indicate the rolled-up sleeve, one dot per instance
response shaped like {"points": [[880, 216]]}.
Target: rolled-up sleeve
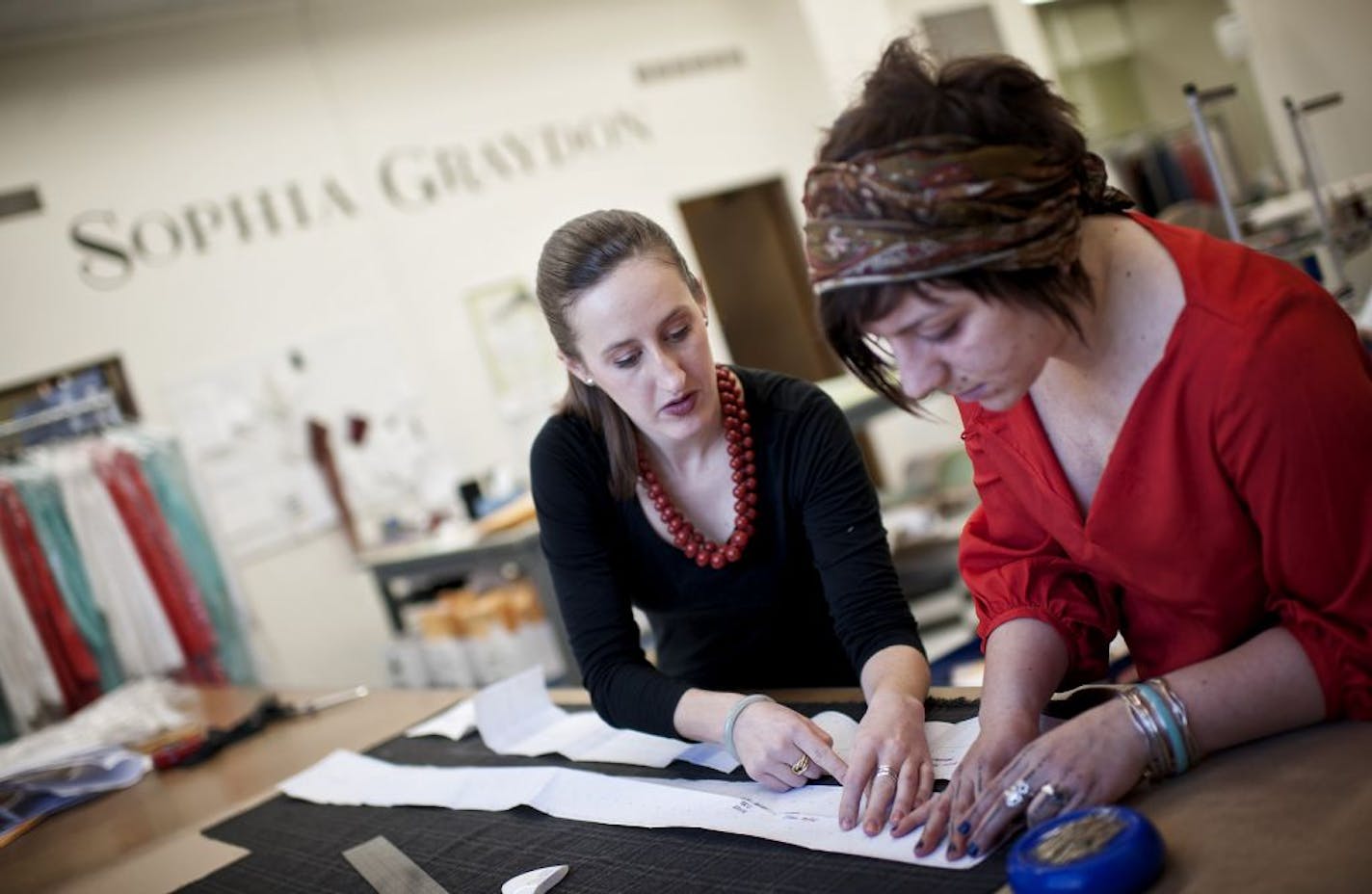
{"points": [[1295, 434], [1016, 569]]}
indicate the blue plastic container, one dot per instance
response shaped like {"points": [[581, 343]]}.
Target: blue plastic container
{"points": [[1102, 851]]}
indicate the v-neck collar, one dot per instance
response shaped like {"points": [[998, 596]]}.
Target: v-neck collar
{"points": [[1044, 459]]}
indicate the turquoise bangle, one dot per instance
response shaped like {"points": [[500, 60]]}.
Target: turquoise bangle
{"points": [[727, 739], [1180, 757]]}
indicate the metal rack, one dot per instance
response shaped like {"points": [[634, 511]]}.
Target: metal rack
{"points": [[99, 402], [1340, 232]]}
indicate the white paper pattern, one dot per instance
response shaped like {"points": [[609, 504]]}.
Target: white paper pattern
{"points": [[805, 818], [517, 716]]}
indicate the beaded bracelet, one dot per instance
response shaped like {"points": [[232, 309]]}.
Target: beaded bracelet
{"points": [[727, 739]]}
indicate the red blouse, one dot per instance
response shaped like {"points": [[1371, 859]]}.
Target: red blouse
{"points": [[1238, 495]]}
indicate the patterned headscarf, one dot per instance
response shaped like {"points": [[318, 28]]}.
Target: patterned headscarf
{"points": [[934, 206]]}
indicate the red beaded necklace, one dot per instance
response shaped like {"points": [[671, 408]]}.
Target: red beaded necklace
{"points": [[738, 434]]}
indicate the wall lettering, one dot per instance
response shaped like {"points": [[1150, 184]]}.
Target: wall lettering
{"points": [[113, 247]]}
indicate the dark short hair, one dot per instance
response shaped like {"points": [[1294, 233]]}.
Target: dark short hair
{"points": [[995, 100], [576, 256]]}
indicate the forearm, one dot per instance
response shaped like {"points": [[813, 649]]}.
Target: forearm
{"points": [[699, 715], [1258, 689], [1025, 661], [898, 670]]}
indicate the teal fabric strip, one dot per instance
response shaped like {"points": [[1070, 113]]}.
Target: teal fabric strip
{"points": [[42, 498], [171, 486]]}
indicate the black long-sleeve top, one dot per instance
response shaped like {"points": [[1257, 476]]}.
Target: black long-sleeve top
{"points": [[811, 599]]}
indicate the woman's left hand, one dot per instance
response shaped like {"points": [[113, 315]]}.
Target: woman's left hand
{"points": [[889, 763], [1094, 758]]}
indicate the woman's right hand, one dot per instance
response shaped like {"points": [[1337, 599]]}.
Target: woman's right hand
{"points": [[772, 739], [947, 812]]}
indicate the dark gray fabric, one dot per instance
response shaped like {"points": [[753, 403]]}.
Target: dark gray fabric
{"points": [[300, 846]]}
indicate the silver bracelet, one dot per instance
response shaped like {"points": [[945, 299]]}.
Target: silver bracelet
{"points": [[1159, 758], [1178, 713], [727, 739]]}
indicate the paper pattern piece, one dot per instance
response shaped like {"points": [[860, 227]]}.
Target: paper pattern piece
{"points": [[805, 818], [517, 716], [453, 723]]}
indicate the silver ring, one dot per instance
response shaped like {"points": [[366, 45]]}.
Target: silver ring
{"points": [[1016, 794], [1051, 794]]}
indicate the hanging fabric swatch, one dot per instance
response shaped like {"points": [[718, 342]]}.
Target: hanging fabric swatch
{"points": [[67, 651], [172, 580], [42, 499], [142, 635]]}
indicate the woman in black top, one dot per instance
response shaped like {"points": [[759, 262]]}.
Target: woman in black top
{"points": [[731, 506]]}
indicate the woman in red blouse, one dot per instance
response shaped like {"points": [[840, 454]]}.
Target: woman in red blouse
{"points": [[1169, 434]]}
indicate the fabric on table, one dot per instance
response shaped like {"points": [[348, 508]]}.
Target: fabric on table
{"points": [[811, 599], [169, 483], [298, 846], [1238, 494], [51, 525], [71, 661]]}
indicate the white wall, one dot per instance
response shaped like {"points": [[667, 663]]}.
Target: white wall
{"points": [[165, 116]]}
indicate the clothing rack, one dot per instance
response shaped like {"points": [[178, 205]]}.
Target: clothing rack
{"points": [[1339, 237], [91, 404]]}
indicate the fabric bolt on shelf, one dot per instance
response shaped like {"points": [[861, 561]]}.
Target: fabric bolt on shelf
{"points": [[298, 846]]}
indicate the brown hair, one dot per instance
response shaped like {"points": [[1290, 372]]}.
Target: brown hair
{"points": [[575, 258], [990, 99]]}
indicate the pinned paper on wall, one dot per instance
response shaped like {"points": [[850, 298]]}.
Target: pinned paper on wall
{"points": [[246, 434]]}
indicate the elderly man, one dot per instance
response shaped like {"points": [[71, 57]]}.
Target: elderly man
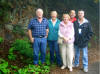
{"points": [[83, 33], [38, 31], [72, 16]]}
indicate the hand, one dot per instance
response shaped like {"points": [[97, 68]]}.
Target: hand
{"points": [[32, 40]]}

Your objective
Can you rewrite all of the rows above with each "one dot per instance" changed to "one point per instance", keeping everything else unchanged and leaving the pictures out?

Response to this exercise
indicate the rolled-up sleeve, one point per instance
response shaped like {"points": [[880, 216]]}.
Target: rolled-up sleeve
{"points": [[1295, 434], [1016, 569]]}
indicate the blue plastic container, one point per instance
response shaped like {"points": [[581, 343]]}.
Target: blue plastic container
{"points": [[1102, 851]]}
indicate the v-neck collar, one point per instance
response shaped like {"points": [[998, 596]]}.
Target: v-neck collar
{"points": [[1044, 459]]}
indicate the turquoise bangle, one point per instance
response shaped like {"points": [[500, 60]]}.
Target: turquoise bangle
{"points": [[727, 739], [1180, 757]]}
indicate the metal rack, one point per instance
response shaped like {"points": [[634, 511]]}.
Target: metal rack
{"points": [[99, 402], [1340, 232]]}
indicate the white paper pattern, one point per instance
response shaped like {"points": [[609, 504]]}.
Target: white paper pattern
{"points": [[805, 818], [517, 716]]}
indicate the beaded bracelet, one point per instance
response shaped like {"points": [[232, 309]]}.
Target: beaded bracelet
{"points": [[727, 739]]}
indicate the red blouse, one point per instance
response shaped like {"points": [[1371, 859]]}.
Target: red blouse
{"points": [[1238, 495]]}
indicate the patterned headscarf, one point per instance
response shaped like {"points": [[318, 28]]}.
Target: patterned headscarf
{"points": [[934, 206]]}
indicate the red beaded necklace, one point per instance
response shaped like {"points": [[671, 408]]}.
Target: red beaded necklace
{"points": [[738, 434]]}
indicate the wall lettering, one point per instance
response shaped like {"points": [[1150, 184]]}.
Target: wall lettering
{"points": [[113, 247]]}
indicate the dark short hair, one point per instance
response shaped like {"points": [[1294, 233]]}.
Target: dark short hair
{"points": [[995, 100], [576, 256]]}
indicate the forearm, one point per instance
response shaped like {"points": [[813, 649]]}.
Target: forearm
{"points": [[699, 715], [1258, 689], [1025, 661], [898, 670]]}
indicate the teal fabric strip, one point per instance
response shaped like {"points": [[1070, 113]]}.
Target: teal fabric strip
{"points": [[42, 498], [171, 486]]}
indicate the black long-sleeve top, one point per instance
response shaped like {"points": [[1257, 476]]}.
Target: black long-sleeve top
{"points": [[811, 599]]}
indicate the woman's left hand, one point per instance
response shaped like {"points": [[113, 315]]}.
Target: woman's left hand
{"points": [[889, 763], [1094, 758]]}
indicate the woman's right hand, one point per instance
response shaped like {"points": [[1337, 599]]}.
Target: woman's right hand
{"points": [[772, 739], [947, 812]]}
indicate the dark gray fabric, one point per instance
response shaped like {"points": [[753, 403]]}.
Target: dark gray fabric
{"points": [[300, 846]]}
indicate the silver bracelet, one point per instance
response shaped like {"points": [[945, 299]]}.
Target: silver bracelet
{"points": [[1159, 758], [1178, 713], [727, 739]]}
indicate the paper pattern piece, one point per instance
response shaped like {"points": [[860, 227]]}.
Target: paper pattern piece
{"points": [[805, 818], [517, 716], [453, 723]]}
indicate the silver ring, one point per instance
response shaped like {"points": [[366, 45]]}.
Target: silver ring
{"points": [[1016, 794], [1051, 794]]}
indicate the hanging fabric swatch, one point per instance
response shaped like {"points": [[718, 342]]}.
Target: hanging fabric swatch
{"points": [[67, 651], [172, 580], [42, 499], [142, 635]]}
indicate the woman in black top, one point per instance
response shaped like {"points": [[759, 262]]}.
Target: woman in black top
{"points": [[731, 506]]}
indicate the woman in red blouse, one point per instance
response shaped like {"points": [[840, 454]]}.
Target: woman in red blouse
{"points": [[1169, 434]]}
indicate the fabric on table, one point per instance
response shaped like {"points": [[348, 508]]}.
Target: fabric on table
{"points": [[811, 599], [169, 483], [298, 846], [1238, 494], [51, 525], [71, 661]]}
indicate the white wall, one point per instance
response shaped like {"points": [[667, 663]]}.
Target: white wall
{"points": [[165, 116]]}
indicate the clothing rack, one point per instance
response shaped like {"points": [[178, 205]]}.
Target: clothing rack
{"points": [[1339, 237], [91, 404]]}
indicate the fabric bolt on shelf, one point per instance
response shaped like {"points": [[861, 561]]}.
Target: fabric bolt on shelf
{"points": [[298, 846]]}
indicate the brown hair, one point per instance
response shaped like {"points": [[1290, 372]]}.
Target: brown hair
{"points": [[575, 258], [990, 99]]}
indicate the pinned paper on wall, one point per instance
response shaped like {"points": [[850, 298]]}.
Target: pinned paper on wall
{"points": [[246, 434]]}
indicate the elderly man, one point per instance
response shaped like {"points": [[71, 57]]}.
Target: elderly man
{"points": [[83, 33], [38, 31], [72, 16]]}
indicate the hand, one point per instance
response shaped like {"points": [[97, 68]]}.
Target: hand
{"points": [[32, 40]]}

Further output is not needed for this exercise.